= Requirements =
Can you write out the items from the start up to and including the line with "338 178 417 336", leaving the requests unchanged but multiplying every bounding-box coordinate in the answers by 0.65 and rounding each result to a whole number, with halves rounded up?

——————————

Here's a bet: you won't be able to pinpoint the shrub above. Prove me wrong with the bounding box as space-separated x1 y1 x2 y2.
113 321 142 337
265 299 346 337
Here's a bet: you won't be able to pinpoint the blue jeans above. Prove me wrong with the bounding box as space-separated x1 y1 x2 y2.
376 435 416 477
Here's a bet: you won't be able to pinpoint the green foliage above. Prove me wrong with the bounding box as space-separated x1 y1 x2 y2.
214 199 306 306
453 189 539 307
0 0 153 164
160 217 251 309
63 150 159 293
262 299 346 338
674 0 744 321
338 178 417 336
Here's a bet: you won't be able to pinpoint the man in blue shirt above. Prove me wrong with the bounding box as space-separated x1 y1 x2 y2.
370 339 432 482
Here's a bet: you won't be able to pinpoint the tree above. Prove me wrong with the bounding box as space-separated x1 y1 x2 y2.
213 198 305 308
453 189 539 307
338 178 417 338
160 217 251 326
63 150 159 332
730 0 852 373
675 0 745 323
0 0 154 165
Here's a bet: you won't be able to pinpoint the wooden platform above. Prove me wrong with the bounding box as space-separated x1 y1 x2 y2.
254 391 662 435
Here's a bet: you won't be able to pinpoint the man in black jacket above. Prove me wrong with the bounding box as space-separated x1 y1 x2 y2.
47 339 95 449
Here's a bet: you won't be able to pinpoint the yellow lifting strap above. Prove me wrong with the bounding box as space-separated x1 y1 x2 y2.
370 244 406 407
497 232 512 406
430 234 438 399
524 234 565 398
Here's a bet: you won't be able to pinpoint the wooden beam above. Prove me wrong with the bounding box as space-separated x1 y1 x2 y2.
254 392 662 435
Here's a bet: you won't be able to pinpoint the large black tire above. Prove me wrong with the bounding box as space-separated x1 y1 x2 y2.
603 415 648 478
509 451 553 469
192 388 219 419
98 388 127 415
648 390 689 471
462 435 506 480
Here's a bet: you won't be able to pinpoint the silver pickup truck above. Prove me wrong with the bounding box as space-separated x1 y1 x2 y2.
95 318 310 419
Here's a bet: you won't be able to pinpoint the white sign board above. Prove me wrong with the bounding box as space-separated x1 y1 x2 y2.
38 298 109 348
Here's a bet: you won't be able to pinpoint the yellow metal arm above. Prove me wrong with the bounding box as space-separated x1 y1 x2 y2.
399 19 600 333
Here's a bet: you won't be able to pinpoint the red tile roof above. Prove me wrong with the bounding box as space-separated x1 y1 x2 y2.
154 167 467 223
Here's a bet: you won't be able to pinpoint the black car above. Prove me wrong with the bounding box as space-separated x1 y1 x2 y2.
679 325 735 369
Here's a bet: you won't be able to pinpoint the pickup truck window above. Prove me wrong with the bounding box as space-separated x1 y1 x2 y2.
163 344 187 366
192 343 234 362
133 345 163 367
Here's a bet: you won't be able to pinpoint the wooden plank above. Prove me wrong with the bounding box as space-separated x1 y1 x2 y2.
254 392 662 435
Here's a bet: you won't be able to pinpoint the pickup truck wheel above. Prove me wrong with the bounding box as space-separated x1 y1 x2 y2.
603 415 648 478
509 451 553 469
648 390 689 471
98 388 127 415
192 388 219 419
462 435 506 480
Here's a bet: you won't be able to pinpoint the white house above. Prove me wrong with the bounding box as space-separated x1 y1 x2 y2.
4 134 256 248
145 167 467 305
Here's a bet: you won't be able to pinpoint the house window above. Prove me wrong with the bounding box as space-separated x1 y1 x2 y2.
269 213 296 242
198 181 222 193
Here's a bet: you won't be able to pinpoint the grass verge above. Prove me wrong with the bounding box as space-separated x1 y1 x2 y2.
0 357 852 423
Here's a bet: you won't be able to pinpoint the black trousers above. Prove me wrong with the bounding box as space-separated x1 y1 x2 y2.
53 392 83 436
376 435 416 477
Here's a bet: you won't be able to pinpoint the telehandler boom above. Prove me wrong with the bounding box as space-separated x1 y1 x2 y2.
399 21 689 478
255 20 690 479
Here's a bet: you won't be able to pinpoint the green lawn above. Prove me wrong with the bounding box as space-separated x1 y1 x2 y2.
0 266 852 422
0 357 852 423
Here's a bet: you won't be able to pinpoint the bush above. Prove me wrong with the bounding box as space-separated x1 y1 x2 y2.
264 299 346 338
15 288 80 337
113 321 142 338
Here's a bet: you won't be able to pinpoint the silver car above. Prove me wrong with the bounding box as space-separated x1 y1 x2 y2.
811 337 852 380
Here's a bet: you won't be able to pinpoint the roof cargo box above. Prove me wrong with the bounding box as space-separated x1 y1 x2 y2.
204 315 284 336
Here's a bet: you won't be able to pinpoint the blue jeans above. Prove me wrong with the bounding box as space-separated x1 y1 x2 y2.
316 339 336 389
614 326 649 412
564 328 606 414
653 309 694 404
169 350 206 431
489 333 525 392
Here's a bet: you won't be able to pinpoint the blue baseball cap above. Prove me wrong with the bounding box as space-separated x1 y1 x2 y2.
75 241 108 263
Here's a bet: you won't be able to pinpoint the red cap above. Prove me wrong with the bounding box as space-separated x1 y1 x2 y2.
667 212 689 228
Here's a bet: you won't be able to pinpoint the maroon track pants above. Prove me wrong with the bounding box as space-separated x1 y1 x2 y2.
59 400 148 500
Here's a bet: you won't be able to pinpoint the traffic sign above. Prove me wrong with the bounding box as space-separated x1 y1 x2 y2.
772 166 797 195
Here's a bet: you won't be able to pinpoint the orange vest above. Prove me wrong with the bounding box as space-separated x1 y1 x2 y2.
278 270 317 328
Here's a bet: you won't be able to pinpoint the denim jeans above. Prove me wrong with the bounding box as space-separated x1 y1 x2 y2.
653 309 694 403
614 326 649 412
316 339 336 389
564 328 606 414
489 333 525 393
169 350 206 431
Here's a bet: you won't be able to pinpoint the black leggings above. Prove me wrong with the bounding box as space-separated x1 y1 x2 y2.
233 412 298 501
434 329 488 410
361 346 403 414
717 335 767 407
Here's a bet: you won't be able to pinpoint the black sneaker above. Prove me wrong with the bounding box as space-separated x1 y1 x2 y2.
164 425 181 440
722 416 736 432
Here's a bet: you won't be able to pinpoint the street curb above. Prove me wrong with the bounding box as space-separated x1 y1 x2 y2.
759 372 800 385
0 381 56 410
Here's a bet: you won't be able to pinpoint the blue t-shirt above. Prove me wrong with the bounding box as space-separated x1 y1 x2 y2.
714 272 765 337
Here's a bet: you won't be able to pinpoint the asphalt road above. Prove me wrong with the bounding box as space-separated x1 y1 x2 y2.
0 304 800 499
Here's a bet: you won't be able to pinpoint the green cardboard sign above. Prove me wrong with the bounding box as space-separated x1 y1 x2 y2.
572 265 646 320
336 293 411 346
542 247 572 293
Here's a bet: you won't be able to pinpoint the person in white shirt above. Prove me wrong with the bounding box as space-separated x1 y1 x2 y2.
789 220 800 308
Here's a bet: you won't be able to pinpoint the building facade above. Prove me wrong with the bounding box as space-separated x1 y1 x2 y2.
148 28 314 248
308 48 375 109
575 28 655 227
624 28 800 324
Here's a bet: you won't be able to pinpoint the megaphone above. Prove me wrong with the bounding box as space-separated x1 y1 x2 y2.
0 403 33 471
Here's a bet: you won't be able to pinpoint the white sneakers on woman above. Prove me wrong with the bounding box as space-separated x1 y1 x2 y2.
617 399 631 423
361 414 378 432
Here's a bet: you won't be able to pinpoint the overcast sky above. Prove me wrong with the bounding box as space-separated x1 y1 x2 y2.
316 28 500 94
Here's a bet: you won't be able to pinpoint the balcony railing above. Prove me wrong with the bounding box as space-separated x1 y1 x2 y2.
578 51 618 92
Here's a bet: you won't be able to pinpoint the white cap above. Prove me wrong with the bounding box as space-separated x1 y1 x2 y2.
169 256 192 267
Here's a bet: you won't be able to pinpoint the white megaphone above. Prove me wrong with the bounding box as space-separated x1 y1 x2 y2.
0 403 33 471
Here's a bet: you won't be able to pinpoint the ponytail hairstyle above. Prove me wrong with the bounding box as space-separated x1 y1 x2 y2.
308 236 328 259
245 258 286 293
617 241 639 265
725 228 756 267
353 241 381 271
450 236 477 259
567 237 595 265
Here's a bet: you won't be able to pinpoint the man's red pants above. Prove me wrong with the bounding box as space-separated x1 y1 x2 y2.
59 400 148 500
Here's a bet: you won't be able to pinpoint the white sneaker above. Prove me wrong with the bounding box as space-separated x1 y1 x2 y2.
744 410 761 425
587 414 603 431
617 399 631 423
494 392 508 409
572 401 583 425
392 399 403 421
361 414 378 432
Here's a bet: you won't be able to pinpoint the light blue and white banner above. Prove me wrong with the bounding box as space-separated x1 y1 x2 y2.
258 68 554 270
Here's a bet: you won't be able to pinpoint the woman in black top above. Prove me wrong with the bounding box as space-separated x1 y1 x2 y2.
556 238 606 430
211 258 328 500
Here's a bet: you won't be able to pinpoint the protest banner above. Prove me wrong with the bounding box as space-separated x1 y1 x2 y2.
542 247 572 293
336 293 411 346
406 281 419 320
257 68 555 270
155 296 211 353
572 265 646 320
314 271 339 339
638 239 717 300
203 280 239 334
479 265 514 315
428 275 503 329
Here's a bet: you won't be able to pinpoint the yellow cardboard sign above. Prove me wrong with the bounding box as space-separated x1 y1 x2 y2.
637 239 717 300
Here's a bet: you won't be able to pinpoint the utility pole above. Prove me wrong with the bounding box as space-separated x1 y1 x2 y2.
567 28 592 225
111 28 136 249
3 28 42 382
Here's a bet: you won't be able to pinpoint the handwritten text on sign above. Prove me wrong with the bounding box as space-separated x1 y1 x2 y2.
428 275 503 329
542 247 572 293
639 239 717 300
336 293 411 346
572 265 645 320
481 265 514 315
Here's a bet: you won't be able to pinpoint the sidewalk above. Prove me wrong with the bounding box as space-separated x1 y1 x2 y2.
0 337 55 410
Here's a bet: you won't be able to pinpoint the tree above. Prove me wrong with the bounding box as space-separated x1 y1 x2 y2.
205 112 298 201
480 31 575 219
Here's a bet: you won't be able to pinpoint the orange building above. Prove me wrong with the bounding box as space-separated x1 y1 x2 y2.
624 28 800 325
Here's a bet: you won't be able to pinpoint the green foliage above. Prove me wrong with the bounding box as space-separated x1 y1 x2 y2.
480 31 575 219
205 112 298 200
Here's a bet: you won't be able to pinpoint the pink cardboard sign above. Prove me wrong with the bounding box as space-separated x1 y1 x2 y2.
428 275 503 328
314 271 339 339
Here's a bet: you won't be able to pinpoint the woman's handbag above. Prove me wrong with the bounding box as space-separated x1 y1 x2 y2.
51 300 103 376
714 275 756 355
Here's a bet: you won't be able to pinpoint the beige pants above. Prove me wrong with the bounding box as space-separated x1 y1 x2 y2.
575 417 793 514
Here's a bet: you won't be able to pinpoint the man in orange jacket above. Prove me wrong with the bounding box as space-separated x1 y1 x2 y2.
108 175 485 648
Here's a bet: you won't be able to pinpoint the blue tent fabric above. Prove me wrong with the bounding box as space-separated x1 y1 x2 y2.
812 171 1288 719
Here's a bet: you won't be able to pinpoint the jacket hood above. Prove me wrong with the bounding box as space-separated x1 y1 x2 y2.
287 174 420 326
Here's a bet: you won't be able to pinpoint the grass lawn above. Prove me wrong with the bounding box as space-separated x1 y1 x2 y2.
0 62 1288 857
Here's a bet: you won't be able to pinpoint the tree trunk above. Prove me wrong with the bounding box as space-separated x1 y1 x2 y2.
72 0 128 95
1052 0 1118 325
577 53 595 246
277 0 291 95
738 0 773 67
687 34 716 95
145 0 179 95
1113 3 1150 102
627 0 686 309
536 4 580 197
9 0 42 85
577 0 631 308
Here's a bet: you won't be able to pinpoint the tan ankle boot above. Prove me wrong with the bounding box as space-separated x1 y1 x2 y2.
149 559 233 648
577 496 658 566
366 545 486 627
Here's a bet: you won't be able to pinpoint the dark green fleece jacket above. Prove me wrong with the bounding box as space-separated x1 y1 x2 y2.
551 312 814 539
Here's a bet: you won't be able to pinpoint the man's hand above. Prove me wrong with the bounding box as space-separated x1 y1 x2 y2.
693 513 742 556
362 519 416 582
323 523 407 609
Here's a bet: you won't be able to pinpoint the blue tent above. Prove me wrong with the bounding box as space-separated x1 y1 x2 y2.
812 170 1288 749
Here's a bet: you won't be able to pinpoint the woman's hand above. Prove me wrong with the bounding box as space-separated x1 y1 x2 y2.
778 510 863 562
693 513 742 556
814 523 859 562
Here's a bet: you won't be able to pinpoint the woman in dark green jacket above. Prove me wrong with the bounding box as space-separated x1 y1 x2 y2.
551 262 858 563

——————————

= Correct answer =
Here's a bet: you won't be able to pinpoint the shrub above. Prove me wrong with the bounding box as space-separated x1 y1 x2 y2.
73 209 92 219
172 194 225 219
Here's a bet: you won't be able to pinpoint the blue jeans above. Prove me wrong with the bounding box as space-separated x1 y1 x2 y2.
244 283 270 310
Here's a bet: you won't be able to pinpoint the green foliage above. Prove me wrong with the bounding box as space-separated x1 y1 x2 y2.
139 129 199 199
294 123 350 200
0 0 99 107
104 141 163 201
41 98 103 190
170 194 225 220
438 0 484 209
220 116 271 218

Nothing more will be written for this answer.